• [What the task requires]
Return every line in the records below that contains the string "hair". Case counts.

• [Supplied material]
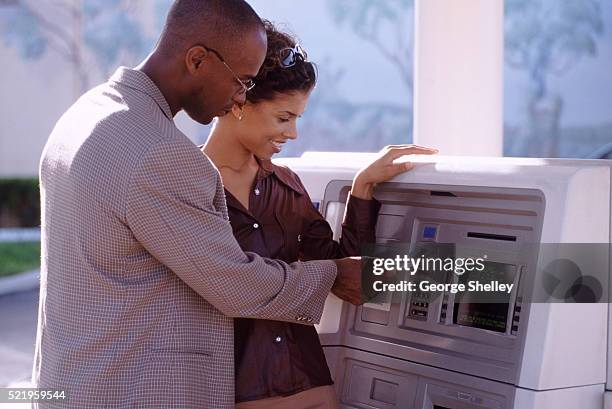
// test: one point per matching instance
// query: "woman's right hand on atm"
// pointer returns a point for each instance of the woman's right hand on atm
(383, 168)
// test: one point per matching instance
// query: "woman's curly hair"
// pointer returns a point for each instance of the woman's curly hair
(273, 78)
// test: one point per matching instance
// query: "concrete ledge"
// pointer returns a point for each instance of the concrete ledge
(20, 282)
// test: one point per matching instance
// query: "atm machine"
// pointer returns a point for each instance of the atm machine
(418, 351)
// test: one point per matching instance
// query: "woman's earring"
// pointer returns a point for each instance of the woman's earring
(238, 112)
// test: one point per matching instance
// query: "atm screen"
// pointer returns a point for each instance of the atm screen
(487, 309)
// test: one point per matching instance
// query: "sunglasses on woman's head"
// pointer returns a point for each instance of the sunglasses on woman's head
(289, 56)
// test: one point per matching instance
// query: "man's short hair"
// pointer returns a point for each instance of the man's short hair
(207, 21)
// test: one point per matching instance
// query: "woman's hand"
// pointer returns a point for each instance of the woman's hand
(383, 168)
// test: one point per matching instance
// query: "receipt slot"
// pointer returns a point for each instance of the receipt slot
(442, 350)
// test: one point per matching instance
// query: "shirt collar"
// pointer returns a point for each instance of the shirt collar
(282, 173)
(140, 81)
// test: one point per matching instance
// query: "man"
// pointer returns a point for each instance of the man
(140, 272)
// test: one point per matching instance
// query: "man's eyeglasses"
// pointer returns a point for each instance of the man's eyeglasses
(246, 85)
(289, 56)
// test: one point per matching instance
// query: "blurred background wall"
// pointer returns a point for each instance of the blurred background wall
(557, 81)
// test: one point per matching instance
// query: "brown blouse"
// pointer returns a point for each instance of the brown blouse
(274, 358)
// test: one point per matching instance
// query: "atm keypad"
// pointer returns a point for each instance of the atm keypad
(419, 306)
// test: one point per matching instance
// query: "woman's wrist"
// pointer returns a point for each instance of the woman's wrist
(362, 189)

==

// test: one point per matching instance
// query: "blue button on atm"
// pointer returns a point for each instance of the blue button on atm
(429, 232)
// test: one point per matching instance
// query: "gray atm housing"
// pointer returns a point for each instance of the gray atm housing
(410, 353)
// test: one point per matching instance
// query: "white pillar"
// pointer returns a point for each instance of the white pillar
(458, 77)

• [Answer for the task]
// query: "woman's curly hair"
// pointer returns a point for each instance of the woman's curly hair
// query: "man's short hair"
// pointer returns a point for each instance of the man's short hair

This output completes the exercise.